-- EXERCISE TEXT follows --

Salarah K Starre

View Original

Self Protection

Have you ever found yourself in a position where you feel physically and emotionally drained whilst looking after people that might be struggling physically and emotionally? If you found yourself in this kind of situation you may feel a natural instinct to want to avoid these kind of circumstances. But if you are a naturally empathic person you will find avoidance isn’t possible unless you completely isolate yourself. Which isn’t an option either, so what do you do?

There are ways to continue caring for people without risking your own mental and emotional health. How do you protect your own emotional and mental wellbeing if you are in the caring/therapeutic industry and working/caring for people who have a lot going on?  There are definitely ways of caring for people without depleting your own energy and mental health. Do you know there such a thing as ‘compassion fatigue’? Yup, there really is and here are few things you can do to save the dreaded fatigue and resentment from setting in. (Psychologists use the term compassion fatigue to capture this feeling of burnout. Though used typically to describe professional helpers, it can also occur among people who offer continued informal support to others in need.  Adding to the overall emotional drain of the situation is the guilt you overlay on top of the fatigue because you think you should be doing more. (Source: Psychology Today )

-- EXERCISE TEXT concluded --
-- PROVIDED DATA follows --

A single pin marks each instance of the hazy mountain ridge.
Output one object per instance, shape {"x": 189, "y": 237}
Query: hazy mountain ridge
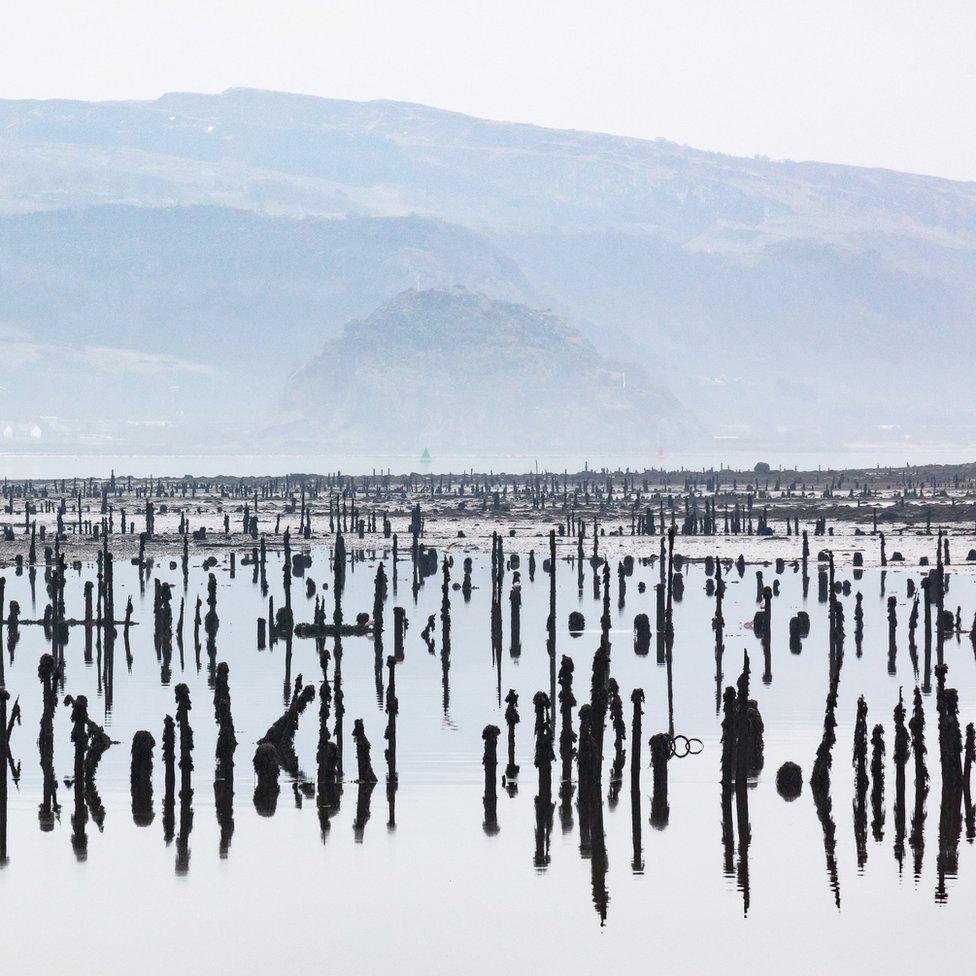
{"x": 826, "y": 290}
{"x": 455, "y": 370}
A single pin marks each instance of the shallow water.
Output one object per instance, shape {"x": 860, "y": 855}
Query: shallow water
{"x": 39, "y": 464}
{"x": 437, "y": 893}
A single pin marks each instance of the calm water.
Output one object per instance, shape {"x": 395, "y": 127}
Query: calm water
{"x": 19, "y": 464}
{"x": 436, "y": 893}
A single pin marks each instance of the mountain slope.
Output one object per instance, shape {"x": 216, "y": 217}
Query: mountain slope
{"x": 454, "y": 370}
{"x": 826, "y": 291}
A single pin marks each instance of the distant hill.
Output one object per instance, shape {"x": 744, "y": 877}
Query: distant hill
{"x": 800, "y": 303}
{"x": 454, "y": 370}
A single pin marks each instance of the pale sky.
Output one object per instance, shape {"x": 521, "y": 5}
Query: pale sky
{"x": 870, "y": 82}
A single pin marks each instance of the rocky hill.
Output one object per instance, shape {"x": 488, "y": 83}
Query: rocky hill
{"x": 456, "y": 371}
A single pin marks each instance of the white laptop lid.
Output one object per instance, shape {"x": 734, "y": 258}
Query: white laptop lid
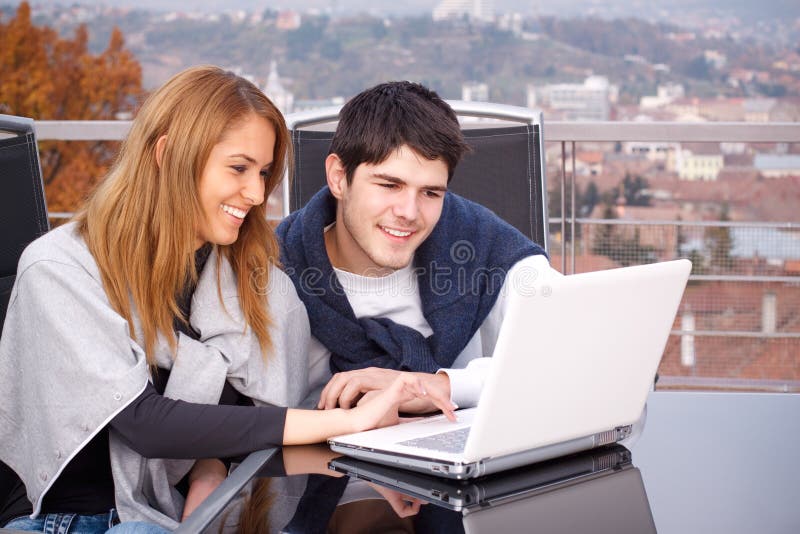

-- PROVIDED DATA concluded --

### PROBLEMS TO SOLVE
A - Answer these questions from the self-protection text:
(i) What does the text say a naturally empathic person would have to do to make avoidance possible?
(ii) What term do psychologists use to capture the feeling of burnout?
(iii) What adds to the overall emotional drain of the situation?
B - Quote every sentence in the self-protection text that ends with a question mark.
C - Translate this sentence from the self-protection text into Spanish: "There are ways to continue caring for people without risking your own mental and emotional health."
The listing is not needed for this exercise.

### ANSWERS GIVEN
A -
(i) Completely isolate themselves.
(ii) Compassion fatigue.
(iii) The guilt you overlay on top of the fatigue because you think you should be doing more.

B -
- "Have you ever found yourself in a position where you feel physically and emotionally drained whilst looking after people that might be struggling physically and emotionally?"
- "Which isn’t an option either, so what do you do?"
- "How do you protect your own emotional and mental wellbeing if you are in the caring/therapeutic industry and working/caring for people who have a lot going on?"
- "Do you know there such a thing as ‘compassion fatigue’?"

C - Hay maneras de seguir cuidando a las personas sin poner en riesgo tu propia salud mental y emocional.